Exercise> Copy out the lines from the very first one through the line that contains "sitting climber", substituting "service" for "endpoint" and leaving everything else unchanged.

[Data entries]
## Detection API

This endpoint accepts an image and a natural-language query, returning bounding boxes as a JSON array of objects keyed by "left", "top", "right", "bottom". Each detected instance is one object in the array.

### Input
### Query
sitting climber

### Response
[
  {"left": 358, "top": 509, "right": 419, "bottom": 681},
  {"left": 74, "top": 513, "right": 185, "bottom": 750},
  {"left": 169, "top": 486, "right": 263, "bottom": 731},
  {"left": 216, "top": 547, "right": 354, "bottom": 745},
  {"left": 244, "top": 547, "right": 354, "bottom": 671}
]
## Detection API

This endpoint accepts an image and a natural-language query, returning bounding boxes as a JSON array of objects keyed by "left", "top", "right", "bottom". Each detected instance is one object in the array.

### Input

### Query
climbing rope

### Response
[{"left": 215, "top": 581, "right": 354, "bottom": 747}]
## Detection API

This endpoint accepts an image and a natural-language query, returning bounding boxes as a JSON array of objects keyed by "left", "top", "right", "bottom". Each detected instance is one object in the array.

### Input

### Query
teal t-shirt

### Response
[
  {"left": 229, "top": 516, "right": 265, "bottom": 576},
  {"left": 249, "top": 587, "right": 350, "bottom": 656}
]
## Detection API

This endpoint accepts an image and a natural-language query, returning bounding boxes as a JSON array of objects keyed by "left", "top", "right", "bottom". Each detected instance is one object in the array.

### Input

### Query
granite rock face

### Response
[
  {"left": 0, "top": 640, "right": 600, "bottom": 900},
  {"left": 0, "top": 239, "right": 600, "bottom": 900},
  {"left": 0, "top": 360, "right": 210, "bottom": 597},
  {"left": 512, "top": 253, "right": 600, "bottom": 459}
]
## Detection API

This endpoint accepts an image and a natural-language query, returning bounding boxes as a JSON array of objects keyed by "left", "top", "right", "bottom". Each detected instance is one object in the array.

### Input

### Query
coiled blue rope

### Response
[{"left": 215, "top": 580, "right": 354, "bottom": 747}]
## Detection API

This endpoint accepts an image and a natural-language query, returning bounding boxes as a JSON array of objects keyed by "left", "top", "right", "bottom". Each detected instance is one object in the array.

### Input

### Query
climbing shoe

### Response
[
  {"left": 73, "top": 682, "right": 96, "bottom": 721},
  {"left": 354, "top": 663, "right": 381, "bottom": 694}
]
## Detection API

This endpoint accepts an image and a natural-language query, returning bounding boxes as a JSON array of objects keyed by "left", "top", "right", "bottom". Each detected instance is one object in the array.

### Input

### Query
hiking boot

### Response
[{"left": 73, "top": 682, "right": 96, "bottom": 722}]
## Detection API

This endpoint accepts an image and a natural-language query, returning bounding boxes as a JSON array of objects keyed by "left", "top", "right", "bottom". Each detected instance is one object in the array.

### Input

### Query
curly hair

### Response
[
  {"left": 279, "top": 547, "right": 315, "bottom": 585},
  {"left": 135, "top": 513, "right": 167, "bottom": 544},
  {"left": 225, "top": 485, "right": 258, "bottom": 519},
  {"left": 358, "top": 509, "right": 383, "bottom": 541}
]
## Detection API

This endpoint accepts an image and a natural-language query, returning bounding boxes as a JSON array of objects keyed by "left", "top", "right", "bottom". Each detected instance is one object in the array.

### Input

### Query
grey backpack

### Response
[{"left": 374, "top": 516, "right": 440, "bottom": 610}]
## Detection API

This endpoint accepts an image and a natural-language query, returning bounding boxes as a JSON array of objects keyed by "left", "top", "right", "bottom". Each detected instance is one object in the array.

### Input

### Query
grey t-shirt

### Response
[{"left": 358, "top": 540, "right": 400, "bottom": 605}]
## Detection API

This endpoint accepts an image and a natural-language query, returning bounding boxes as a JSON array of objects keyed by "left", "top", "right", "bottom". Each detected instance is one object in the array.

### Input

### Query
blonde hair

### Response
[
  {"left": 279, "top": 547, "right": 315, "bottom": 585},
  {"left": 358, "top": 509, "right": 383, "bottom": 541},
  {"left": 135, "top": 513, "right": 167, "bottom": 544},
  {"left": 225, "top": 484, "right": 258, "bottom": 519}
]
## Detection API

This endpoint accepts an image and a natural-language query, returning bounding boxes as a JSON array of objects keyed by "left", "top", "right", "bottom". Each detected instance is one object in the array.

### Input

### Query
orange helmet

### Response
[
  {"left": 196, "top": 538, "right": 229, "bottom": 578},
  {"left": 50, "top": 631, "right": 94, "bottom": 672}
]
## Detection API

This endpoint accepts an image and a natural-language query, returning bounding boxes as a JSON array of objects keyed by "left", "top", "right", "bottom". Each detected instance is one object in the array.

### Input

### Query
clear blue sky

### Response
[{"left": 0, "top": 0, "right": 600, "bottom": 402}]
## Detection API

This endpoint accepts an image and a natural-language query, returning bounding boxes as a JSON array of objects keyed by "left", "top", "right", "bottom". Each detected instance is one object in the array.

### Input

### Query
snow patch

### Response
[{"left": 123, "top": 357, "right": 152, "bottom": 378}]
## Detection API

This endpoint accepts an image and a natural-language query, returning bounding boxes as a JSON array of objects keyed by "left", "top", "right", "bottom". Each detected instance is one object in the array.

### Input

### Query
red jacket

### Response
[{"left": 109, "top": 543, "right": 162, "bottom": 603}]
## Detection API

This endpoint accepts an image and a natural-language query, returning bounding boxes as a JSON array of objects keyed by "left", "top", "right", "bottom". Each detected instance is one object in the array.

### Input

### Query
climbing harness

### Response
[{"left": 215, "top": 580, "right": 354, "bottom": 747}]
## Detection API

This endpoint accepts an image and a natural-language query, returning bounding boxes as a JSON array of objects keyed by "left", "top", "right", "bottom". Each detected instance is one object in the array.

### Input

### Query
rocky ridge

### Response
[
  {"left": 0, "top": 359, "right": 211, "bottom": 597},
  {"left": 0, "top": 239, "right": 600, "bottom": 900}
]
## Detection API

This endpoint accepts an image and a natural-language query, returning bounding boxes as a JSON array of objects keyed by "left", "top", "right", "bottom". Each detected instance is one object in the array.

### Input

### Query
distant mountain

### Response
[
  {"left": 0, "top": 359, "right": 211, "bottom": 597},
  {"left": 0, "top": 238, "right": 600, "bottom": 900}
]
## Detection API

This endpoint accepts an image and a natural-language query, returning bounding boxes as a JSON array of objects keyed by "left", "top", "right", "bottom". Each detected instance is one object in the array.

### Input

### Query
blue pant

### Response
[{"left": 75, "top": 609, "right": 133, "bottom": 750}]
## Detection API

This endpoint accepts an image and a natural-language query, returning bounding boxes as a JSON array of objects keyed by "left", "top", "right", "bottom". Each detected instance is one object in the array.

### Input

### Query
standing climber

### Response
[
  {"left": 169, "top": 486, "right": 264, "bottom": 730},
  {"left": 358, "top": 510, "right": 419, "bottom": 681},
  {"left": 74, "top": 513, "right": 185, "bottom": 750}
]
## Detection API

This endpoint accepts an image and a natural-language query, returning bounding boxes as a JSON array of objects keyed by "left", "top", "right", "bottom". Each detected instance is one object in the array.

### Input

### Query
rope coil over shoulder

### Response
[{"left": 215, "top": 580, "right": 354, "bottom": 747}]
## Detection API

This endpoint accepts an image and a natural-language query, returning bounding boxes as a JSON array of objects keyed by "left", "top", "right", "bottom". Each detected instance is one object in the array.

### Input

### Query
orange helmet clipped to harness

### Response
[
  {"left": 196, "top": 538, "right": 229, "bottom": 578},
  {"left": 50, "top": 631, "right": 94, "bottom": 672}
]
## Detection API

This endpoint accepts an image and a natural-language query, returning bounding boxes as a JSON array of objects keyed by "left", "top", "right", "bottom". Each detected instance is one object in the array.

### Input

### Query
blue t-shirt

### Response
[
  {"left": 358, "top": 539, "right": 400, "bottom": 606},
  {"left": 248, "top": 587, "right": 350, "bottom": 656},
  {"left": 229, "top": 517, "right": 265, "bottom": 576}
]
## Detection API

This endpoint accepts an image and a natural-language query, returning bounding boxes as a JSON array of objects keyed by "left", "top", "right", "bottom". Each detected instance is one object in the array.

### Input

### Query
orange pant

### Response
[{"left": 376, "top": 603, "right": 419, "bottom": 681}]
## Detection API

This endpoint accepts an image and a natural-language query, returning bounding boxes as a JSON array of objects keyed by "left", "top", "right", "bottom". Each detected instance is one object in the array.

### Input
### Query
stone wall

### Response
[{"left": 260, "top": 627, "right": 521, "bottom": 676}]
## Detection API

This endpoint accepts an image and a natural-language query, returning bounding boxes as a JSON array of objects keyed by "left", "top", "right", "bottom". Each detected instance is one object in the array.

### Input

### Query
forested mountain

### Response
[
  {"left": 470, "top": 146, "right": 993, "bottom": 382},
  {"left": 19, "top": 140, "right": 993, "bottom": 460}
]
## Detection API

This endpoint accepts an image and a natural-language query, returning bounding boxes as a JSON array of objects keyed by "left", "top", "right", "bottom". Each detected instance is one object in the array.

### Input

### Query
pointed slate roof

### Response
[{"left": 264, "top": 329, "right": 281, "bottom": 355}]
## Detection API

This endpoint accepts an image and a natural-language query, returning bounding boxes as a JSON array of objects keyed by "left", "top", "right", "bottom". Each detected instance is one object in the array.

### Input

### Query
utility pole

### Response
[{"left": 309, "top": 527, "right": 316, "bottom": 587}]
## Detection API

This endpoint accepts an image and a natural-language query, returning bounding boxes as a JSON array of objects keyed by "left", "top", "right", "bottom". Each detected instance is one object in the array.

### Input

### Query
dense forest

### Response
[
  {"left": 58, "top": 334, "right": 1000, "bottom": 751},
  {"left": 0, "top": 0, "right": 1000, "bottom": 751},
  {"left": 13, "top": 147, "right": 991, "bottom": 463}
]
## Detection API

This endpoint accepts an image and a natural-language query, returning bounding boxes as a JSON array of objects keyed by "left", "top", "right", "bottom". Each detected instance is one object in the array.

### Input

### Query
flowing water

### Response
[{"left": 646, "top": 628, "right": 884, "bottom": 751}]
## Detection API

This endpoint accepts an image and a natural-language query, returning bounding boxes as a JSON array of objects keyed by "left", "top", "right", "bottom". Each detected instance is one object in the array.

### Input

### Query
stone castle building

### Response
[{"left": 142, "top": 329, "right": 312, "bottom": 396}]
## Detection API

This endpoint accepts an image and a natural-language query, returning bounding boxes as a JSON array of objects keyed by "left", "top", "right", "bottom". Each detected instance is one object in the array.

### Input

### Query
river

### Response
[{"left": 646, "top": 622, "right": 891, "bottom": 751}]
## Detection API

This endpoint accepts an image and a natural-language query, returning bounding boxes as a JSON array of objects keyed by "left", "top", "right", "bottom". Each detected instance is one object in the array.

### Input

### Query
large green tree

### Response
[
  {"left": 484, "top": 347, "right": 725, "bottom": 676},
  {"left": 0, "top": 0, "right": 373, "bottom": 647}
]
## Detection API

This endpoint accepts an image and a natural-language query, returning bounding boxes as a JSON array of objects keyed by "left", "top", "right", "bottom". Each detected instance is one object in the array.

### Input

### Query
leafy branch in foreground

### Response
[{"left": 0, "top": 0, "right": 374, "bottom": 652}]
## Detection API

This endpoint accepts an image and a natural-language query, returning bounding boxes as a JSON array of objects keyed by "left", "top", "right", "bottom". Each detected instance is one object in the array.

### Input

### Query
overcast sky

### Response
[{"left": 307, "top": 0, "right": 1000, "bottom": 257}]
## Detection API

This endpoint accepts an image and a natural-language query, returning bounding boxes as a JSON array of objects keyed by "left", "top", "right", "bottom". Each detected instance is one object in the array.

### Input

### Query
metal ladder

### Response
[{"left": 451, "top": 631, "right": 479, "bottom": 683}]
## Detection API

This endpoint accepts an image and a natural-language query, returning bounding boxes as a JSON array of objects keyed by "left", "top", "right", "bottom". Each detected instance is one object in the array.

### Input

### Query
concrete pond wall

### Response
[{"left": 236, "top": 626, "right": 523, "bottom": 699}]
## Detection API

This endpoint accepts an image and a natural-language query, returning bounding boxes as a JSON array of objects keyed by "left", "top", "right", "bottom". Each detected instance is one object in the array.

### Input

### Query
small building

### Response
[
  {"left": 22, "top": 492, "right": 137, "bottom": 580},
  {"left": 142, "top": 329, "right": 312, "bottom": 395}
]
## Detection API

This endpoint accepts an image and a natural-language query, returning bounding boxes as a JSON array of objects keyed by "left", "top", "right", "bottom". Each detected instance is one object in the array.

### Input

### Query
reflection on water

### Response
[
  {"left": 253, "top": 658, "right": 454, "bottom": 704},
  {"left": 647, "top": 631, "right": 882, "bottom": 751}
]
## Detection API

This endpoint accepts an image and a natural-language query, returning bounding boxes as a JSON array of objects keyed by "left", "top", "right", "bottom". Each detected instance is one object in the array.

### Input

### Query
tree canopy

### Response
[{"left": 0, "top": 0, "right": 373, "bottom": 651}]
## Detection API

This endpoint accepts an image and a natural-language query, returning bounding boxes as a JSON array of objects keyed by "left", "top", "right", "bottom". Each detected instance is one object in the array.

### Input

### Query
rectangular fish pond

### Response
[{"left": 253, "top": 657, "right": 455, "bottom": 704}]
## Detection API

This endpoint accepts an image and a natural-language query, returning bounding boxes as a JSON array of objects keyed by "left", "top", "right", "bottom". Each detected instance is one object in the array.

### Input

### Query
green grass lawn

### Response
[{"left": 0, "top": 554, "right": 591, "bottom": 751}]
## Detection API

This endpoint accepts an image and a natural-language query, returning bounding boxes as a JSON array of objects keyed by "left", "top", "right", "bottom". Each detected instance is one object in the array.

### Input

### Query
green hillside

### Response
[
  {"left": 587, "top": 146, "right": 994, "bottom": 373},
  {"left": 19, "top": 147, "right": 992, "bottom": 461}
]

Solution below>
## Detection API

This service accepts an image and a natural-language query, returning bounding boxes as a JSON array of objects keyed by "left", "top", "right", "bottom". Each detected instance is one object in the array.

### Input
### Query
sitting climber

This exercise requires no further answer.